▶ [Work item] Print the lines that run from the line with "# point: teeth" to the line with "# point: woman's left", keeping both end lines, exactly as they appear in the entries below, and nothing else.

▶ [Information supplied]
----

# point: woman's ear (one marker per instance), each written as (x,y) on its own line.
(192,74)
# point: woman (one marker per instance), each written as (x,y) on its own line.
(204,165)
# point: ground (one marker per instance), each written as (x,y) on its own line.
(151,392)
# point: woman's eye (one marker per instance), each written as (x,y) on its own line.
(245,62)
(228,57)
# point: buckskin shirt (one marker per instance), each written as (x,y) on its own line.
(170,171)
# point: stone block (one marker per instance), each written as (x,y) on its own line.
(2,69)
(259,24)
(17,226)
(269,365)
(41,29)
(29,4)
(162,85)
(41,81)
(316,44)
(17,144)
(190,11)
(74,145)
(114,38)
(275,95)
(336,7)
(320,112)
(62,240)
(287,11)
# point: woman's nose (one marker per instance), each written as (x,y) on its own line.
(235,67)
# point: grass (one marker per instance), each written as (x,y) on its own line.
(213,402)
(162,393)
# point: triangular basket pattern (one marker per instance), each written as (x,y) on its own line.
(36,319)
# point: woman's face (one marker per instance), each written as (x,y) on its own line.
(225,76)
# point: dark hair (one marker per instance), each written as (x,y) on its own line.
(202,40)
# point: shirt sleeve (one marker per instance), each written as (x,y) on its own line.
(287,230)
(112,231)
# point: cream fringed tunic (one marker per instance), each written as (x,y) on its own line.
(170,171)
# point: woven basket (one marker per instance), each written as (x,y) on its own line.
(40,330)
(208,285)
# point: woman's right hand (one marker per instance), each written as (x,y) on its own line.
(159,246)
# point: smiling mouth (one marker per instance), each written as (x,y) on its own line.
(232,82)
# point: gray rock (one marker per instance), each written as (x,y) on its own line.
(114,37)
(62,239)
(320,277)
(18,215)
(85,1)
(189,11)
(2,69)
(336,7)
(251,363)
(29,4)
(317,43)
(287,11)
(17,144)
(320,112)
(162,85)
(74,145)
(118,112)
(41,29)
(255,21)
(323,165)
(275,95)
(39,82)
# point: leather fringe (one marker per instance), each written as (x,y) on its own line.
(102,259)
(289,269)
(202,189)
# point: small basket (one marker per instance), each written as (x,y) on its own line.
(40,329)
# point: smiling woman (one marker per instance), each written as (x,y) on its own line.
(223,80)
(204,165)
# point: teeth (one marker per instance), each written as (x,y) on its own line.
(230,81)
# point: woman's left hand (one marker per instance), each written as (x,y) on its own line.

----

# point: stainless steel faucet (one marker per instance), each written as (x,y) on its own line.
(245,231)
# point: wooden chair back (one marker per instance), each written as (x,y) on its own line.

----

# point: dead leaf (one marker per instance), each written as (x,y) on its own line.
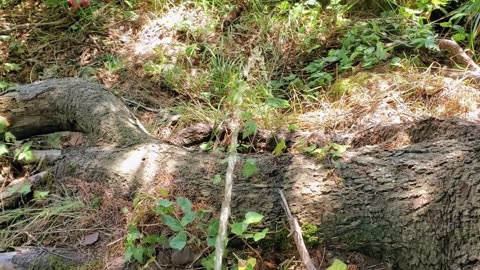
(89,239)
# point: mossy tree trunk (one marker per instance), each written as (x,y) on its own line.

----

▶ [Answer to this problem]
# point: teeth (one marker per instance), each written as (x,y) on its own line.
(230,81)
# point: woman's left hand (one marker per instance), each written as (x,y) on its own line.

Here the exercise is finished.